╭─ Source text
The middleware is doing something very similar to the code you just wrote. It is:

  • Timing requests
  • Collecting request-scoped metadata
  • Pinning some information to the global request context to allow causal relationships to be registered

Now that Datadog is doing the work for us at the middleware layer, lets drop out @timing_decorator and each with TimingContextManager in our app.py file.

If we hit our app a few more times, we can see that datadog has begun to display some information for us. Let's walk through what you're seeing: _segue to demo

Step 7 - Services, Names, and Resources

Datadog's tracing client configures your application to emit Spans . A span is a chunk of computation time. It is an operation that you care about, that takes some amount of time in the process of serving a request

Let's look at what a span consists of.

name flask.request
id 7245111199352082055
trace_id 1044159332829592407
parent_id None
service matchmaker
resource ping
type http
start 1495094155.75
end 1495094155.92
duration 0.17s
error 0
tags
    http.status_code: 200

name is the name of the operation being traced

A service is the name of a set of processes that work together to provide a feature set.

A resource is a particular query to a service. For web apps this is usually the route or handler function

id is the unique ID of the current span

trace_id is the unique ID of the request containing this span

parent_id is the unique ID of the span that was the immediate causal predecessor of this span.

Remember the significance of trace_id and parent_id. We'll need them later as we wire up tracing across service boundaries.

Step 8 - Nested spans

While expressive, a Span by itself is not incredibly useful. Let's add some context around it.

Our app involves multiple services. You'll notice our service list is a little bare. That's because right now, Datadog only knows about the one high-level flask service. Let's do some work so that it knows about the other services and datastores we communicate with.

Datadog's tracing client provides a version of the TimingContextManager that produces well-formatted spans. It also accepts as parameters the service, name and resource identifiers we just talked about.

Let's do a subtle rewrite of our context managers

# app.py

@app.route('/pair/beer')
def pair():
    name = request.args.get('name')

    with tracer.trace("beer.query", service="db"):
        beer = Beer.query.filter_by(name=name).first()
    with tracer.trace("donuts.query", service="db"):
        donuts = Donut.query.all()
╰─
╭─ Dataset
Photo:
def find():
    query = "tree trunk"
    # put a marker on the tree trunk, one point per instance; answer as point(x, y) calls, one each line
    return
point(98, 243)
╰─
**Objectives**
A) In the Datadog tracing tutorial, what is a resource usually for web apps?
B) Translate this sentence from the Datadog tracing tutorial into Spanish: "A service is the name of a set of processes that work together to provide a feature set."
C) Write out the Datadog tracing tutorial character for character from "Remember the significance" to "we communicate with.".

**The solutions**
A) For web apps, a resource is usually the route or handler function.

B) Un servicio es el nombre de un conjunto de procesos que trabajan juntos para proporcionar un conjunto de funcionalidades.

C)
Remember the significance of trace_id and parent_id. We'll need them later as we wire up tracing across service boundaries.

Step 8 - Nested spans

While expressive, a Span by itself is not incredibly useful. Let's add some context around it.

Our app involves multiple services. You'll notice our service list is a little bare. That's because right now, Datadog only knows about the one high-level flask service. Let's do some work so that it knows about the other services and datastores we communicate with.